### What the task requires
Please report every line of the items below that contains the string "human", copying each such line in full.

Coordinate labeling items

§ §

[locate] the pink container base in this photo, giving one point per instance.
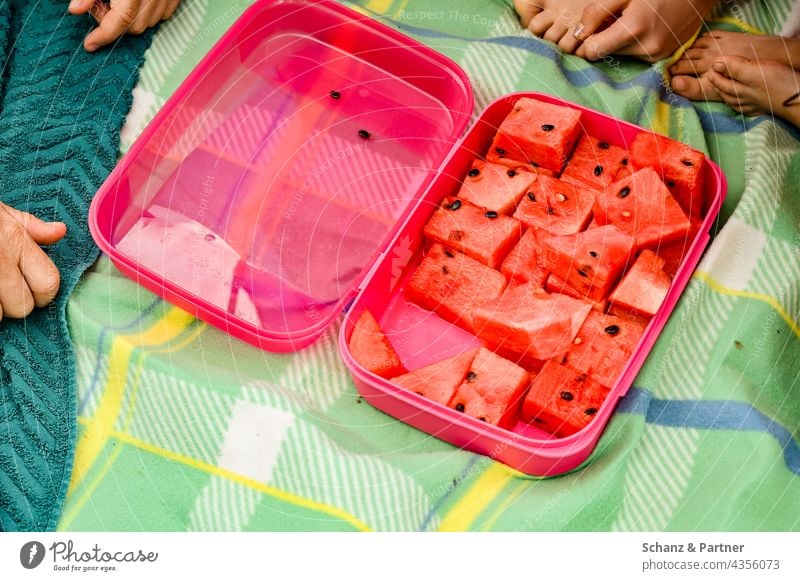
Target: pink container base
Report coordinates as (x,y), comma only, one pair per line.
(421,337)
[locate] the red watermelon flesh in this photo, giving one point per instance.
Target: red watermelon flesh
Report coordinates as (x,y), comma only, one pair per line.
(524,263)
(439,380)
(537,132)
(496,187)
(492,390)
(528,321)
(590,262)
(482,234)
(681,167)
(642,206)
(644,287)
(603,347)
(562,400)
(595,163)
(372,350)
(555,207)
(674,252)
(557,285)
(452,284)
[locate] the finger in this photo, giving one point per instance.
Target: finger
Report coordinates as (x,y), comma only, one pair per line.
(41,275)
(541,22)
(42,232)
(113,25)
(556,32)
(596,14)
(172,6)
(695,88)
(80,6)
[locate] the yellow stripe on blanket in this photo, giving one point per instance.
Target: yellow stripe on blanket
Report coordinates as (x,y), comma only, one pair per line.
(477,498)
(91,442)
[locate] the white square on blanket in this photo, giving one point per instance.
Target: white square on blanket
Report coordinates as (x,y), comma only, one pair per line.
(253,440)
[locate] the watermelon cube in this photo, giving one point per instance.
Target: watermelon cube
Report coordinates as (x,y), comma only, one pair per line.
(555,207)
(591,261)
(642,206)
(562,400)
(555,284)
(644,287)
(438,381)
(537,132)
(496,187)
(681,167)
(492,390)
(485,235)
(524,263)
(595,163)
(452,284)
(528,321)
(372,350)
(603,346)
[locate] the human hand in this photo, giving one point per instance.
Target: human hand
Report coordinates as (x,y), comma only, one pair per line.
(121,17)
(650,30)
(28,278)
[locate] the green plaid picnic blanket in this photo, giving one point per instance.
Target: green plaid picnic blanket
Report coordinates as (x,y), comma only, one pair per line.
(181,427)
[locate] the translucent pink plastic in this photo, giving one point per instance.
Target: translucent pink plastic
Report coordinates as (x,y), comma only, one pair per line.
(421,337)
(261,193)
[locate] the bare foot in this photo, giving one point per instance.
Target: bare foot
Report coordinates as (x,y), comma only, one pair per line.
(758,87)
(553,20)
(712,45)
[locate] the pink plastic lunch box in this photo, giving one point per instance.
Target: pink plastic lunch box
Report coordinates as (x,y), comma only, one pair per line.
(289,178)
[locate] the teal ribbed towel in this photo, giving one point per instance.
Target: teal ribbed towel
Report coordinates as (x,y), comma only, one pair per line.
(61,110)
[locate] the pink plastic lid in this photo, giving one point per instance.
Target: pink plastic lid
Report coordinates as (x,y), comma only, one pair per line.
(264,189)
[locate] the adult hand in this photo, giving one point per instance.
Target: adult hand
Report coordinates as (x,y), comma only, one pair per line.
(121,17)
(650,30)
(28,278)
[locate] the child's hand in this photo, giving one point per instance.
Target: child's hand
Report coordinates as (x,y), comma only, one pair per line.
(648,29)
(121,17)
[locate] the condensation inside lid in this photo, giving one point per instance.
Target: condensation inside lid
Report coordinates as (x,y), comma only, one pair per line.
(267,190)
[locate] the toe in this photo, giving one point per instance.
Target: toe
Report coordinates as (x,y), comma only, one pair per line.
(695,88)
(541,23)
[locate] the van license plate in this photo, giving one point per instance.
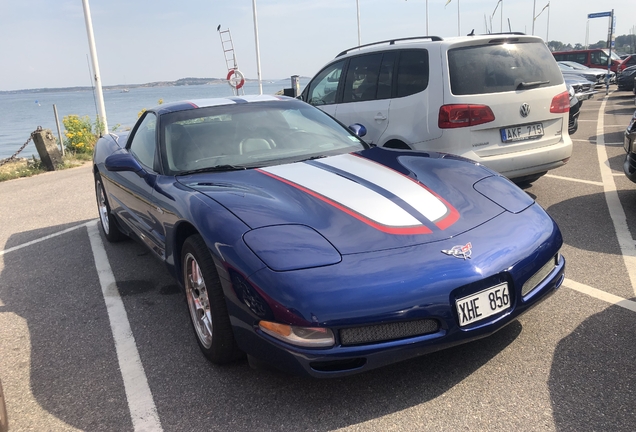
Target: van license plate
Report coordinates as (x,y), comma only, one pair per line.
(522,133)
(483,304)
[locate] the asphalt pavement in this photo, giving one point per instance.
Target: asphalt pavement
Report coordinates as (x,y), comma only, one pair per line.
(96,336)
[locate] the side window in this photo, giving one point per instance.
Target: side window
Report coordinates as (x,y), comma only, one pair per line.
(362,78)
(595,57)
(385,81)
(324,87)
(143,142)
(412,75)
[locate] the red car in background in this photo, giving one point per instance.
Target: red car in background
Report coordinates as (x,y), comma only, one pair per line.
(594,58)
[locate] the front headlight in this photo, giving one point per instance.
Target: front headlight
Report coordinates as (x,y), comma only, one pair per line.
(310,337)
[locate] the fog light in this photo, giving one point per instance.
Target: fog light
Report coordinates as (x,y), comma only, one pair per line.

§ §

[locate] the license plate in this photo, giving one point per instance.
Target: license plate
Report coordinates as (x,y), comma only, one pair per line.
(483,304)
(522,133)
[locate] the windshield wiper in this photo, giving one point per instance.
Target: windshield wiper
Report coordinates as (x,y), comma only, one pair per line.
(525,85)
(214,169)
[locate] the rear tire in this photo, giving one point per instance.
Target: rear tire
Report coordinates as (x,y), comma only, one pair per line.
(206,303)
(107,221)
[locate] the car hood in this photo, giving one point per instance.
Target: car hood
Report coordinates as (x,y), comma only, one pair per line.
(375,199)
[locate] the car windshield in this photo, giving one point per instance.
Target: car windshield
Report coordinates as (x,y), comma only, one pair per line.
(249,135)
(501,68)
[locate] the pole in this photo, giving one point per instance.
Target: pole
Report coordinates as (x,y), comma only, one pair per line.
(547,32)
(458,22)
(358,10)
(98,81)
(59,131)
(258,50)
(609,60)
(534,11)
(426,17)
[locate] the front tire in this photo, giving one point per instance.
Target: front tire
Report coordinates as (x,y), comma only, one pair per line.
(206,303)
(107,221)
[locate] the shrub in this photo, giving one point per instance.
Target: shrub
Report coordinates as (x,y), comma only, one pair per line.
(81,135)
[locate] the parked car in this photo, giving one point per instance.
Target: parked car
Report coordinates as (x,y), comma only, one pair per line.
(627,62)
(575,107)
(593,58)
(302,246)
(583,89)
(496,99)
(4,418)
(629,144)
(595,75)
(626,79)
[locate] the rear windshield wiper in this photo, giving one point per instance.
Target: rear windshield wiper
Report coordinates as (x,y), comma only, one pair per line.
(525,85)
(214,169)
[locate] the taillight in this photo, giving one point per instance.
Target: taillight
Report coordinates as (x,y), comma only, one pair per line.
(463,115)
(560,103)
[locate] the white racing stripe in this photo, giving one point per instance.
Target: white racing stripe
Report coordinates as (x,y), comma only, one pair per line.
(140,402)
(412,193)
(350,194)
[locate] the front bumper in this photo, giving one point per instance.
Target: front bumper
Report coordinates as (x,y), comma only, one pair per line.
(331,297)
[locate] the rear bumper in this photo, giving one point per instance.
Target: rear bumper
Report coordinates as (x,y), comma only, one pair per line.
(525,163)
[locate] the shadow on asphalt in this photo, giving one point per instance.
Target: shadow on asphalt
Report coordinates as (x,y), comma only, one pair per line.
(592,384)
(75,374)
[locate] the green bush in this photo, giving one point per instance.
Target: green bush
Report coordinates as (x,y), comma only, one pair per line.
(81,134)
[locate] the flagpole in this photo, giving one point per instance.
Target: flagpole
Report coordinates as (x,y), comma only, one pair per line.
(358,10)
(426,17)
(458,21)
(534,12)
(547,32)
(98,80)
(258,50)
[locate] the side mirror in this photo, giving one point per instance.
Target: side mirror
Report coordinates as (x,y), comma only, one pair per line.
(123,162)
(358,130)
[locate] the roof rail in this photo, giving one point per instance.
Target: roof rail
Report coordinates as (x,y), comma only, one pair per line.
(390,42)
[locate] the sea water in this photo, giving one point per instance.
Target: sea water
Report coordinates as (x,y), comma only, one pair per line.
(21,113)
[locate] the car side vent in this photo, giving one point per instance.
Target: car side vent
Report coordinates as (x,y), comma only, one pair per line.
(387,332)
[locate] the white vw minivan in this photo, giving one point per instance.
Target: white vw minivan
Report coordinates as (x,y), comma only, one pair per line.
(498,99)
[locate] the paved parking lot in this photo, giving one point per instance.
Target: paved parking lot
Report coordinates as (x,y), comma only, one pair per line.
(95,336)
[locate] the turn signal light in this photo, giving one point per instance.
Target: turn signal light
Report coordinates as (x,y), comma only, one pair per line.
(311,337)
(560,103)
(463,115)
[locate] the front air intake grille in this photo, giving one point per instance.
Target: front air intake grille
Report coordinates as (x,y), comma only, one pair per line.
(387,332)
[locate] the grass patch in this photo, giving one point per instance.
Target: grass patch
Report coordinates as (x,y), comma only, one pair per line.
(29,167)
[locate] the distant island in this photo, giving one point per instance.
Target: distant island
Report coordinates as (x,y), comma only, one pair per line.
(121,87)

§ §

### Finished answer
[locate] the human hand in this photo, giving one point per instance.
Target: human hand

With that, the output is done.